> [EXTRACTED ENTRIES]:
******************************
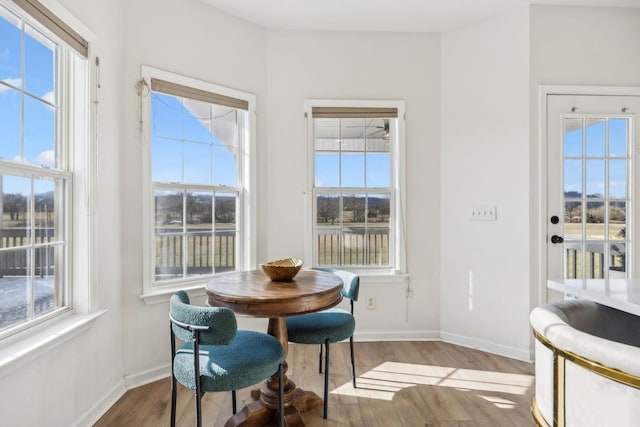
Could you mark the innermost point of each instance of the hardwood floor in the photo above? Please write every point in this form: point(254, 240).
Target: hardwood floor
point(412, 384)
******************************
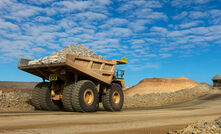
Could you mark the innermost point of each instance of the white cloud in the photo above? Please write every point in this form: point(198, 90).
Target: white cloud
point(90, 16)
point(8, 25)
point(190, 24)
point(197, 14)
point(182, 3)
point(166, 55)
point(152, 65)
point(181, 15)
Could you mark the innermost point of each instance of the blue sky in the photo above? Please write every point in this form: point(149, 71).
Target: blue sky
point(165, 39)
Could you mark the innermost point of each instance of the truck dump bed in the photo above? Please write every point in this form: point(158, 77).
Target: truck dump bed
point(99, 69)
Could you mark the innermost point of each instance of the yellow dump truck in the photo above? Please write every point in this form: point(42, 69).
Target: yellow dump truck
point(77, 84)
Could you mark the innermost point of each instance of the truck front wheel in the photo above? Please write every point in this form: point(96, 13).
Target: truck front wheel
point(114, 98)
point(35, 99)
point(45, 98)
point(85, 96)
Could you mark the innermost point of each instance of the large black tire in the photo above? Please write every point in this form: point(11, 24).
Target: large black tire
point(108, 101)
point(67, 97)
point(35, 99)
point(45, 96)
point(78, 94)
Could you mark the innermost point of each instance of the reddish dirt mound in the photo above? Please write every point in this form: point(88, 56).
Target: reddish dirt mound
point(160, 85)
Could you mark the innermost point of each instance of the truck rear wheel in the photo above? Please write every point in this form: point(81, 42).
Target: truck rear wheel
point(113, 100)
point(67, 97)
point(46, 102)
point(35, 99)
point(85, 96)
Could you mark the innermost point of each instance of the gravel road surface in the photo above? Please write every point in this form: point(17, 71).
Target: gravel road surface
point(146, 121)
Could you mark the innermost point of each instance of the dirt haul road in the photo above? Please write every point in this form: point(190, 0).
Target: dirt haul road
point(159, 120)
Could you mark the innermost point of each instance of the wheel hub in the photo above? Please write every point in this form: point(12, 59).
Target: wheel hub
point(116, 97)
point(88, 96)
******************************
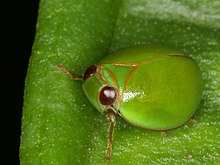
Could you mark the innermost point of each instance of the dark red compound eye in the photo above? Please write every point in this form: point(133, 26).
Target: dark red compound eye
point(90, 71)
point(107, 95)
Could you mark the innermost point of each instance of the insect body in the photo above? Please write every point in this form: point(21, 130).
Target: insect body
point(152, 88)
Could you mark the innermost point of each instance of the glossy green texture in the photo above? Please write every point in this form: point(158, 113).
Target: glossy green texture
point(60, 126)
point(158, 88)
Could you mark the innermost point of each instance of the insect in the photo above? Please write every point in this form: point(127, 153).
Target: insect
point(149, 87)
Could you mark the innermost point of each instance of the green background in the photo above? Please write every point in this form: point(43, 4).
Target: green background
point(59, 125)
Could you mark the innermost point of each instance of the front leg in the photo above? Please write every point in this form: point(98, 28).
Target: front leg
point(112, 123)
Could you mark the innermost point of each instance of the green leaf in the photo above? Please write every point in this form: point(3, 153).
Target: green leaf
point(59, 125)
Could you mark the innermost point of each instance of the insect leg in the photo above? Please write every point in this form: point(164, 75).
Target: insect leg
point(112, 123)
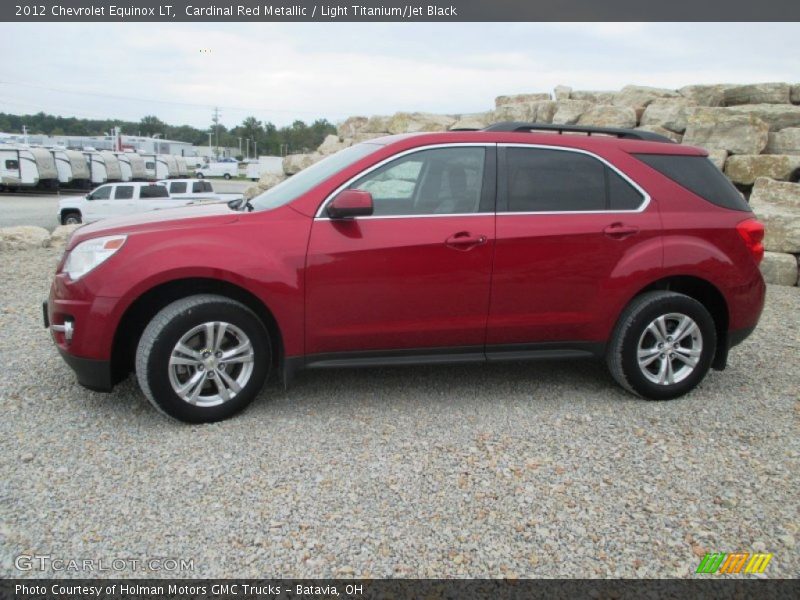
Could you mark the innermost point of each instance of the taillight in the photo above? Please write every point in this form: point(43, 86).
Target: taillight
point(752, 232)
******************************
> [STATED PROBLEM]: Turn the lines running from the one containing "form: point(254, 240)." through the one containing "point(412, 384)", both included, into a JSON list of strings. Use one string per line and leave out blank lines.

> [EXERCISE RESULT]:
[
  "Could you mark the innermost point of each instance of the hardwood floor in the photo above? Please write every point in this form: point(254, 240).",
  "Target: hardwood floor",
  "point(412, 384)"
]